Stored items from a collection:
╭──
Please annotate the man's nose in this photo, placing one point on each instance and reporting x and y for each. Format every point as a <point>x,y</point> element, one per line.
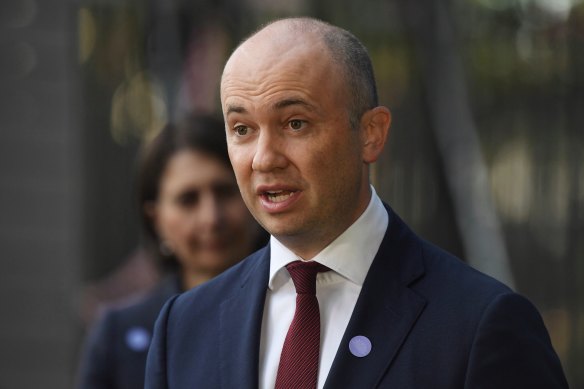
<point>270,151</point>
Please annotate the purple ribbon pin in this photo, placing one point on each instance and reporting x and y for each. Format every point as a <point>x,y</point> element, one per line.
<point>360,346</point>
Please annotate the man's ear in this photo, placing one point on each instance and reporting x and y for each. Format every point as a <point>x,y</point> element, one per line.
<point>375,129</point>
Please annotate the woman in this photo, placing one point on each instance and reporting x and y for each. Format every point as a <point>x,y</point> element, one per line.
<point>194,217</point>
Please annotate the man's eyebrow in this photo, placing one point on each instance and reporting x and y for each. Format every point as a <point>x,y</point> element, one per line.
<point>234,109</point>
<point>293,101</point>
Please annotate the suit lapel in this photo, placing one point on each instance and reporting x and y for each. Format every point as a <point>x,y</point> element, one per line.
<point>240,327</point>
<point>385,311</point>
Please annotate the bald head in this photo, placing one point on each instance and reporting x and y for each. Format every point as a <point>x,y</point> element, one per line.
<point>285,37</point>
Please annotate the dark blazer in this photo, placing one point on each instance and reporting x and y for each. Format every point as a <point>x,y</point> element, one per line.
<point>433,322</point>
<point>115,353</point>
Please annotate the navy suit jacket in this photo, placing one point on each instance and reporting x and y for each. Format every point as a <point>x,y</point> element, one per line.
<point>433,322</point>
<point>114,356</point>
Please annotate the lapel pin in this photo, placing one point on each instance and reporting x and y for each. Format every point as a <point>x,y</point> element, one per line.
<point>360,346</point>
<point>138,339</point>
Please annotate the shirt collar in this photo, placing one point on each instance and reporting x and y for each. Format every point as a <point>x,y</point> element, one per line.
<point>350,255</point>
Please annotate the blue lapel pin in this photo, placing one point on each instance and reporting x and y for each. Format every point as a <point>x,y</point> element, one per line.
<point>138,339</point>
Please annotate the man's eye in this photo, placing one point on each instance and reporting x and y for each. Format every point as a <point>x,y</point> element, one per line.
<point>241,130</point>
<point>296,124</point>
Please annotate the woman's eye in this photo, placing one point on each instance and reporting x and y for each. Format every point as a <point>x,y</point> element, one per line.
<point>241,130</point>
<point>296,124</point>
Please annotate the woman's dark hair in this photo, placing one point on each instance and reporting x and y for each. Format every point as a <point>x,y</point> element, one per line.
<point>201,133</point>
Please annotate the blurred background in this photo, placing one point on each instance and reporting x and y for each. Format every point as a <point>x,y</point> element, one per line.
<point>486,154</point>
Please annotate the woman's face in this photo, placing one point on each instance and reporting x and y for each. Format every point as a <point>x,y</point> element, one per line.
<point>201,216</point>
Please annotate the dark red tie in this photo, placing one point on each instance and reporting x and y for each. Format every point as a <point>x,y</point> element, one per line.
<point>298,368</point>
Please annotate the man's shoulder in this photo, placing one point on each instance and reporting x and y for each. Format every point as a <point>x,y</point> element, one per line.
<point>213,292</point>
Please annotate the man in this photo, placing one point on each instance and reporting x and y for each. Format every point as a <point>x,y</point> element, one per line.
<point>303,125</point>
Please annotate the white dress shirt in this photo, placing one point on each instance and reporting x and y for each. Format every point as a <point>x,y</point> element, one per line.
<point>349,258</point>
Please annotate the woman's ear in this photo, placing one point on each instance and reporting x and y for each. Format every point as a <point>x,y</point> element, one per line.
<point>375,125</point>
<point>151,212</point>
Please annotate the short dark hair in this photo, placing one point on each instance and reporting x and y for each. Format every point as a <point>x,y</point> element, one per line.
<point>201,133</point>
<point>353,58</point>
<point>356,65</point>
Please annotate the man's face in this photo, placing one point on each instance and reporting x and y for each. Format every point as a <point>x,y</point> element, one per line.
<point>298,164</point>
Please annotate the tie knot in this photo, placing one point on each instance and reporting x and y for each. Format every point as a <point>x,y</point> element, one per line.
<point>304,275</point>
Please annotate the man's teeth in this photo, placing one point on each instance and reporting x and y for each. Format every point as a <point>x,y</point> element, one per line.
╰──
╭──
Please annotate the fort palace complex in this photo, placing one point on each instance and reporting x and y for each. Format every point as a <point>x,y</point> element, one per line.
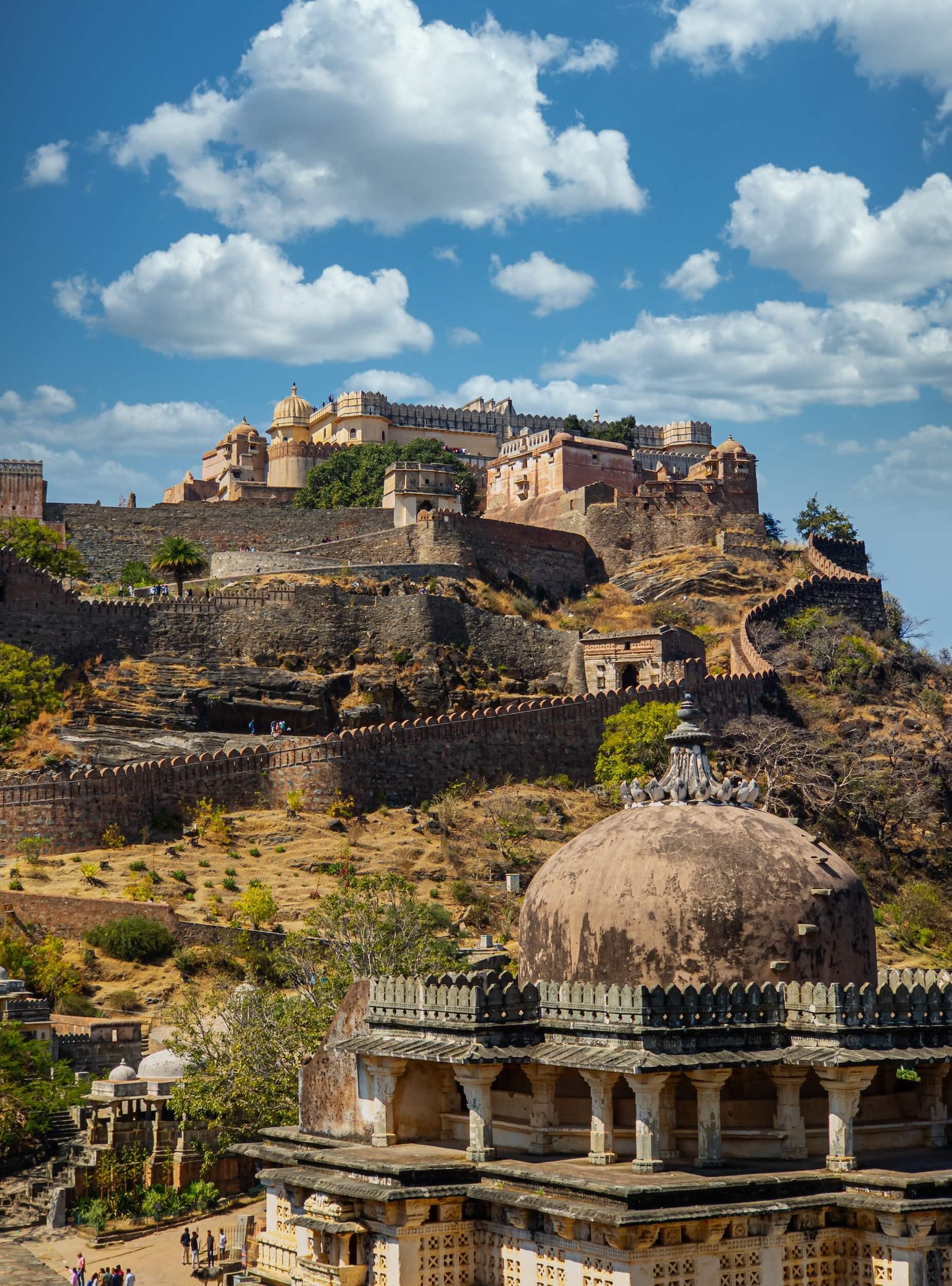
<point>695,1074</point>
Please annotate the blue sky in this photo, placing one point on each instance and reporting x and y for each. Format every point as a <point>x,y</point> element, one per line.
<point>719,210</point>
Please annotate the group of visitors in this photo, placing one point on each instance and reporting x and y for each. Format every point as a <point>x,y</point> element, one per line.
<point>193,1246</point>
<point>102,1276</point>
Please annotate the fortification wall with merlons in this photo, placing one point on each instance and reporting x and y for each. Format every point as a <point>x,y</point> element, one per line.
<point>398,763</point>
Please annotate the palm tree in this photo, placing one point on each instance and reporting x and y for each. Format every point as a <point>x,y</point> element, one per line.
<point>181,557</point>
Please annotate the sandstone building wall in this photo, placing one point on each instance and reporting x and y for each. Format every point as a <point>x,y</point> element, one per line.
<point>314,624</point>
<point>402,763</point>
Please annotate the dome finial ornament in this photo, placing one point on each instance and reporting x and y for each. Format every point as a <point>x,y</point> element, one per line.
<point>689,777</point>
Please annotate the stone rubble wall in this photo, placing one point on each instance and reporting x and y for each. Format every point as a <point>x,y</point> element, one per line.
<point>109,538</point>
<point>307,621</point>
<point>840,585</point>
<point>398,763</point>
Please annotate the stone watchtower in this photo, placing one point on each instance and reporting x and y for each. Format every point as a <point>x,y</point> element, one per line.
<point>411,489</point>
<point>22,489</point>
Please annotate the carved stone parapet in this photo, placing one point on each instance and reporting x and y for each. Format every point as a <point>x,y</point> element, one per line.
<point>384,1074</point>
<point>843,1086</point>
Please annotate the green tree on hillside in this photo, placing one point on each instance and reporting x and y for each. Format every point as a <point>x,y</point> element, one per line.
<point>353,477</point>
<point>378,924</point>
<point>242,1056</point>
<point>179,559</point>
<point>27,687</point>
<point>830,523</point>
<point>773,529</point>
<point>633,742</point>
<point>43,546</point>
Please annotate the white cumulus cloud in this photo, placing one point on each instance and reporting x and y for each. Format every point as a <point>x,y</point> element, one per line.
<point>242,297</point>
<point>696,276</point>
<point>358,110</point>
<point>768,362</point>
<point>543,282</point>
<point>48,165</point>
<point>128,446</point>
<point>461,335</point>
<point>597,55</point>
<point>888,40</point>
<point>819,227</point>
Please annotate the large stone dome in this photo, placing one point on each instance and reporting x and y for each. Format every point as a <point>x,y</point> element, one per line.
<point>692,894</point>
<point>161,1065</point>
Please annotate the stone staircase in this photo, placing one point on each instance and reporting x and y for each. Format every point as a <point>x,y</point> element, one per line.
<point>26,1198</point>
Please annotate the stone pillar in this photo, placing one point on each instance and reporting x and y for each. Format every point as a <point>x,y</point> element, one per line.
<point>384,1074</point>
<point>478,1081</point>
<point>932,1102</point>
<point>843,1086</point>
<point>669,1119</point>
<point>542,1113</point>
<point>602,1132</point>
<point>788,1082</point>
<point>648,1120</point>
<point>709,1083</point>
╰──
Action item:
In the entries above, find the line holding "Please annotate the short" and the line holding "Please annotate the man's teeth"; print both of them and every line between, exactly, and nothing else.

Answer space:
Please annotate the short dark hair in this photo, placing one point on each instance and reporting x and y for each. Format every point as a <point>x,y</point> element, one per line.
<point>201,133</point>
<point>353,58</point>
<point>356,65</point>
Please annotate the man's face in this photo, placing one point on each instance and reporting x and y for each. Format every point as a <point>x,y</point> element, one per line.
<point>298,164</point>
Please annotate the tie knot in this photo, placing one point on each instance and reporting x and y for each. Format every point as a <point>x,y</point> element, one per line.
<point>304,275</point>
Please annotate the man's teeth in this photo, placing one point on each instance and reporting x and y for each. Format every point as a <point>x,y</point> element, one per line.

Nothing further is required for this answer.